- Quesito A
Secondo l'articolo sulla fame nel mondo, quante sono oggi le persone denutrite secondo il dossier della Fao?
- Quesito B
Indica se ciascuna affermazione concorda con l'articolo sulla fame nel mondo, rispondendo sì o no e citando testualmente le parole decisive: (i) rispetto all'ultima rilevazione le persone denutrite sono aumentate di 18 milioni; (ii) negli anni Novanta la situazione della fame era peggiorata; (iii) nell'Africa subsahariana un abitante su due si corica senza aver mangiato abbastanza.
- Quesito C
Scrivi il seguito dell'articolo sulla fame nel mondo, ripartendo subito dopo l'ultima frase riportata.

- Brano fornito
In aumento la fame nel mondo

AMMETTIAMOLO LE TERAPIE NON FUNZIONANO

di Andrea Lavazza

Due gelidi rapporti Onu sono calati ieri sul mondo con un carico di dolore e morte di cui è difficile farsi persino un'idea adeguata. La Fao, nel suo dossier sull'insicurezza alimentare, informa che oggi sono 842 milioni le persone denutrite, 18 milioni in più dall'ultima rilevazione, riportando la tendenza all'aumento dopo i segnali di miglioramento degli anni Novanta e rendendo ormai vano il progetto che puntava a dimezzare gli affamati entro il 2015.
Uomini e donne che non mangiano a sufficienza, fuori da grafici e tabelle, significano individui scheletrici, malaticci, apatici, incapaci di lavorare, o stanchi dopo poche ore, poco brillanti a scuola e costantemente angosciati da un'unica, devastante preoccupazione. Vuol dire bambini che soccomberanno perché indifesi costituzionalmente di fronte alle malattie, adulti che vivranno poco e si spegneranno per lievi inasprimenti delle condizioni climatiche o alimentari. La situazione più tragica è quella dell'Africa subsahariana, dove un abitante su tre si corica senza aver mangiato abbastanza.

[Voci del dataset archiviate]

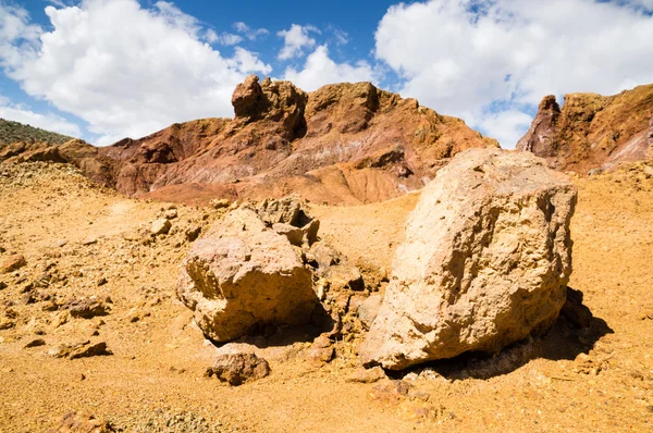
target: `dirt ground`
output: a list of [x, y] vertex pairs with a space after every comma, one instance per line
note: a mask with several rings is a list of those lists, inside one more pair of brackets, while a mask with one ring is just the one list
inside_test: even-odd
[[[0, 432], [47, 431], [71, 411], [128, 432], [653, 431], [653, 178], [638, 169], [574, 182], [570, 286], [595, 316], [590, 329], [559, 320], [497, 356], [374, 384], [347, 382], [352, 342], [319, 367], [305, 359], [310, 335], [295, 330], [287, 345], [257, 343], [268, 378], [231, 387], [205, 378], [218, 349], [174, 295], [185, 232], [221, 211], [180, 206], [171, 233], [151, 239], [167, 205], [123, 198], [63, 165], [0, 166], [0, 262], [27, 262], [0, 274]], [[312, 213], [355, 263], [390, 272], [417, 199]], [[106, 316], [57, 308], [89, 296]], [[35, 339], [42, 345], [25, 347]], [[84, 341], [112, 355], [49, 355]]]

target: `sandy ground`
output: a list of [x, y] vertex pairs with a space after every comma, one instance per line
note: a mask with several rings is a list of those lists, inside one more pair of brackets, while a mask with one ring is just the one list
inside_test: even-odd
[[[46, 431], [70, 411], [143, 432], [653, 431], [653, 180], [631, 172], [575, 182], [570, 285], [595, 316], [589, 330], [559, 321], [498, 356], [377, 384], [346, 382], [357, 368], [346, 342], [317, 367], [305, 360], [310, 336], [285, 346], [272, 336], [260, 349], [271, 375], [230, 387], [204, 376], [217, 349], [174, 296], [185, 230], [208, 227], [219, 211], [180, 207], [171, 234], [147, 242], [167, 206], [97, 188], [67, 168], [0, 168], [0, 261], [27, 261], [0, 274], [0, 323], [11, 323], [0, 330], [0, 432]], [[312, 213], [353, 261], [389, 271], [417, 198]], [[27, 298], [35, 282], [33, 293], [49, 300]], [[107, 316], [45, 310], [94, 295], [110, 297]], [[25, 348], [35, 338], [45, 345]], [[85, 339], [113, 355], [48, 355]]]

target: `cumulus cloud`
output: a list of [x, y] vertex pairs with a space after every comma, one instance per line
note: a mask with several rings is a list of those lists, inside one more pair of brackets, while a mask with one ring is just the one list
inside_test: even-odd
[[271, 71], [244, 49], [222, 57], [205, 42], [207, 32], [195, 17], [165, 1], [152, 8], [137, 0], [48, 7], [51, 32], [29, 26], [24, 10], [1, 4], [0, 16], [19, 23], [16, 32], [1, 27], [0, 44], [11, 48], [0, 46], [8, 75], [27, 94], [87, 121], [98, 145], [174, 122], [231, 116], [236, 84]]
[[69, 135], [71, 137], [82, 136], [82, 131], [78, 125], [69, 122], [57, 114], [36, 113], [32, 111], [29, 107], [14, 104], [2, 95], [0, 95], [0, 117]]
[[276, 35], [283, 38], [283, 48], [279, 52], [279, 60], [288, 60], [294, 57], [304, 55], [304, 48], [312, 48], [316, 40], [310, 37], [310, 33], [320, 33], [311, 25], [300, 26], [293, 24], [287, 30], [281, 30]]
[[[513, 147], [549, 94], [653, 82], [651, 0], [431, 0], [389, 9], [375, 55], [402, 94]], [[498, 102], [498, 103], [497, 103]], [[494, 109], [501, 107], [501, 109]]]
[[321, 45], [306, 59], [303, 70], [287, 67], [284, 79], [292, 81], [303, 90], [312, 91], [332, 83], [372, 82], [375, 76], [367, 62], [360, 61], [354, 65], [336, 63], [329, 57], [329, 48]]
[[259, 37], [266, 36], [270, 33], [267, 28], [251, 28], [242, 21], [234, 23], [234, 28], [237, 33], [239, 33], [249, 40], [256, 40]]

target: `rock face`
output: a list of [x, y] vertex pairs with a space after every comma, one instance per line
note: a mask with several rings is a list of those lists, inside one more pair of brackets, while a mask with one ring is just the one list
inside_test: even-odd
[[408, 219], [364, 363], [401, 370], [492, 352], [549, 327], [571, 274], [576, 195], [530, 153], [454, 158]]
[[653, 157], [653, 85], [619, 95], [565, 95], [543, 99], [518, 150], [545, 158], [552, 168], [581, 174]]
[[498, 146], [459, 119], [369, 83], [307, 94], [250, 76], [232, 103], [234, 119], [174, 124], [87, 149], [90, 159], [51, 151], [132, 196], [205, 205], [297, 193], [312, 202], [356, 205], [423, 187], [460, 150]]
[[300, 255], [247, 208], [230, 212], [193, 245], [177, 294], [215, 342], [257, 326], [307, 323], [317, 304]]

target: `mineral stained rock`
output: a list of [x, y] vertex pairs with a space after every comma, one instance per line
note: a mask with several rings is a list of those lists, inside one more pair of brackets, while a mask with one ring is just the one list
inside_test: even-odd
[[402, 370], [497, 351], [547, 329], [571, 274], [577, 191], [527, 152], [468, 150], [423, 190], [367, 339], [365, 364]]
[[307, 323], [317, 304], [300, 255], [246, 208], [230, 212], [193, 245], [177, 294], [215, 342], [256, 326]]

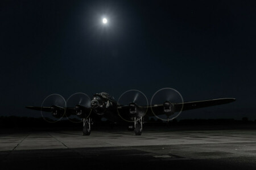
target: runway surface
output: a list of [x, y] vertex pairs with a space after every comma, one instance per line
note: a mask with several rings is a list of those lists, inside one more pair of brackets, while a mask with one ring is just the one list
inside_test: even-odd
[[0, 136], [0, 169], [256, 169], [254, 130], [32, 131]]

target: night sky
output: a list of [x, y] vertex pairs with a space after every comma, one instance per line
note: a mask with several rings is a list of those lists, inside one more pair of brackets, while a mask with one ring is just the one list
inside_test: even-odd
[[[1, 1], [0, 116], [67, 99], [160, 88], [184, 101], [234, 97], [180, 118], [256, 119], [254, 1]], [[107, 26], [102, 17], [108, 19]]]

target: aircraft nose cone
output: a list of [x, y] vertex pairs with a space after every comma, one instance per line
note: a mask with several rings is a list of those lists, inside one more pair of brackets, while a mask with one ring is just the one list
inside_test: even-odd
[[93, 109], [97, 108], [98, 107], [98, 101], [97, 100], [92, 100], [91, 103], [92, 104], [90, 105], [90, 107]]

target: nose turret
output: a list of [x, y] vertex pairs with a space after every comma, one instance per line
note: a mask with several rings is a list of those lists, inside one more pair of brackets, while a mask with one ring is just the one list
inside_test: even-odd
[[96, 109], [98, 107], [98, 101], [96, 99], [93, 99], [91, 101], [90, 107], [93, 109]]

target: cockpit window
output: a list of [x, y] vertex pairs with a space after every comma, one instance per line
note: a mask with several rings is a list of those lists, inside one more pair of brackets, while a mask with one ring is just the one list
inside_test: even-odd
[[93, 97], [93, 99], [96, 99], [97, 100], [99, 100], [101, 99], [101, 97], [100, 97], [100, 96], [94, 96]]

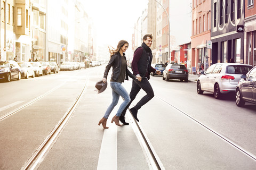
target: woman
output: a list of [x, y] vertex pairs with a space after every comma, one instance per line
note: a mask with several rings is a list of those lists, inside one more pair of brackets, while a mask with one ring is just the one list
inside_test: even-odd
[[136, 76], [132, 74], [127, 67], [126, 58], [124, 52], [128, 48], [128, 42], [122, 40], [119, 41], [116, 49], [110, 49], [109, 48], [110, 60], [106, 67], [102, 81], [104, 82], [106, 81], [108, 72], [110, 67], [112, 67], [113, 73], [110, 84], [112, 88], [113, 100], [112, 103], [106, 111], [103, 118], [99, 122], [99, 125], [102, 124], [104, 129], [108, 129], [108, 127], [106, 126], [107, 120], [111, 112], [117, 104], [120, 96], [123, 97], [124, 101], [122, 103], [116, 114], [112, 118], [111, 123], [113, 123], [113, 122], [115, 122], [116, 125], [122, 126], [122, 125], [119, 123], [120, 115], [123, 110], [131, 101], [129, 94], [122, 85], [122, 83], [124, 82], [124, 80], [128, 80], [128, 75], [133, 79], [136, 79]]

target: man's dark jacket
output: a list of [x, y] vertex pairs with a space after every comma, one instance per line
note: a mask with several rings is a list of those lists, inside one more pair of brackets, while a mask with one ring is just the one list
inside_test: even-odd
[[133, 74], [140, 74], [142, 78], [146, 77], [149, 80], [150, 72], [155, 73], [156, 70], [151, 66], [152, 52], [150, 48], [143, 42], [141, 47], [136, 49], [132, 62]]

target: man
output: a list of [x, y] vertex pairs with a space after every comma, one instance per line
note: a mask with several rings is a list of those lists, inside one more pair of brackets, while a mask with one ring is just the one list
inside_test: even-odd
[[138, 110], [153, 98], [154, 96], [153, 89], [148, 81], [149, 75], [150, 72], [158, 75], [161, 74], [161, 72], [159, 70], [156, 70], [155, 68], [151, 66], [153, 55], [150, 47], [152, 45], [152, 34], [145, 35], [143, 37], [143, 43], [141, 46], [136, 49], [133, 55], [133, 58], [132, 62], [132, 69], [133, 71], [133, 74], [136, 75], [137, 79], [133, 80], [132, 81], [132, 89], [130, 93], [131, 101], [122, 112], [120, 116], [119, 120], [124, 125], [129, 124], [128, 123], [125, 122], [124, 120], [124, 115], [126, 110], [141, 89], [142, 89], [146, 92], [147, 95], [142, 97], [134, 107], [130, 109], [132, 115], [138, 122], [139, 122], [137, 117]]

- Risposta scritta A
Sono 842 milioni.

- Risposta scritta B
(i) Sì: "18 milioni in più dall'ultima rilevazione".
(ii) No: "dopo i segnali di miglioramento degli anni Novanta".
(iii) No: "un abitante su tre si corica senza aver mangiato abbastanza".

- Risposta scritta C
L'Aids è uno dei principali imputati per il peggioramento imprevisto della situazione. L'altro rapporto, redatto dallo specifico organismo delle Nazioni Unite, riferisce che la sindrome da immunodeficienza solo quest'anno ha ucciso tre milioni di persone, cinque milioni sono i nuovi contagiati, 40 milioni sono gli infetti nel mondo, 30% dei quali concentrati proprio in Africa, dove i morti per la malattia sono il 75% del totale. E Aids non è solo lunga agonia di persone sfigurate, ma anche economie di interi Paesi lasciate senza forza lavoro, scuole svuotate di insegnanti, eserciti di orfani privi di sostentamento, famiglie con redditi drasticamente ridotti. La tentazione della rassegnazione, impotenti dinanzi a tragedie di tale portata, si unisce spesso alla rimozione: meglio non sapere nemmeno.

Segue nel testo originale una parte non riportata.